Consignes →
- a) Dites si chacune de ces affirmations est conforme au document sur la métallurgie : (i) l’Angleterre produit moins de fontes et d’aciers que la France ; (ii) avant-guerre, le gisement lorrain fournissait la moitié de la production allemande ; (iii) une partie du charbon de la Ruhr descend le Rhin vers Rotterdam et Anvers. Répondez par oui ou par non, en citant les mots décisifs du document.
- b) Recopiez le passage du document sur la métallurgie compris entre « En Europe, c’est » et « demi de tonnes. », bornes incluses, en substituant « minerai de zinc » à « minerai de fer ».

Document source →
++++++

Tous ces minerais étrangers joints au minerai indigène, alimentent les centres métallurgiques d’Edimbourg, de Newcastle, de Middlesbrough, de Hull, sur la Mer du Nord ; de Glasgow, de Workington, de Withehayen, de Liverpool, de Cardiff, de New-Port sur l’Atlantique ; ainsi que les fiefs métallurgiques de Manchester, de Sheffield, de Nottingham, de Birmingham au Centre.
Toutefois, si l’Angleterre exporte presque autant de produits bruts de la métallurgie que la France, sa production totale est beaucoup moindre – à peine 8 millions de tonnes contre 14 millions pour la France.
En Europe, c’est l’Allemagne qui produit le plus de fontes et d’aciers après la France. Pour les exportations elle arrive après la France et l’Angleterre avec 3.250.000 tonnes. Par contre, depuis le traité de Versailles qui l’a amputée du gisement lorrain (celui-ci fournissait, avant-guerre, 80 % de la production allemande) au bénéfice de la France, l’Allemagne est le pays qui achète le plus de minerai de fer à l’étranger. En 1925, 11 millions et demi de tonnes.
Comme l’Angleterre, l’Allemagne possède plus de charbon qu’il n’en faut à ses industries. Ses bassins houillers de la Saxe et de la Haute-Silésie restée allemande approvisionnent le marché national. Le charbon de la Ruhr, après avoir alimenté la région rhéno-westphalienne, remonte, pour une bonne part, le cours du Rhin sur une magnifique flotte fluviale vers les centres métallurgiques français de la Meurthe-et-Moselle, par le canal de la Marne au Rhin. Pour une autre part le charbon de la Ruhr descend le Rhin vers Rotterdam et Anvers d’où de grands cargos le mèneront dans les pays scandinaves qui enverront, au retour, du minerai.

++++++

Données fournies →
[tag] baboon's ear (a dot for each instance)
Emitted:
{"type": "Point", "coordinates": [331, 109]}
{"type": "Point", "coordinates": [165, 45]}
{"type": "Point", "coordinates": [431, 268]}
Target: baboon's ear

++++++

Réponses rédigées →
- a)
(i) Oui : « sa production totale est beaucoup moindre – à peine 8 millions de tonnes contre 14 millions pour la France ».
(ii) Non : « celui-ci fournissait, avant-guerre, 80 % de la production allemande ».
(iii) Oui : « Pour une autre part le charbon de la Ruhr descend le Rhin vers Rotterdam et Anvers ».

- b)
En Europe, c’est l’Allemagne qui produit le plus de fontes et d’aciers après la France. Pour les exportations elle arrive après la France et l’Angleterre avec 3.250.000 tonnes. Par contre, depuis le traité de Versailles qui l’a amputée du gisement lorrain (celui-ci fournissait, avant-guerre, 80 % de la production allemande) au bénéfice de la France, l’Allemagne est le pays qui achète le plus de minerai de zinc à l’étranger. En 1925, 11 millions et demi de tonnes.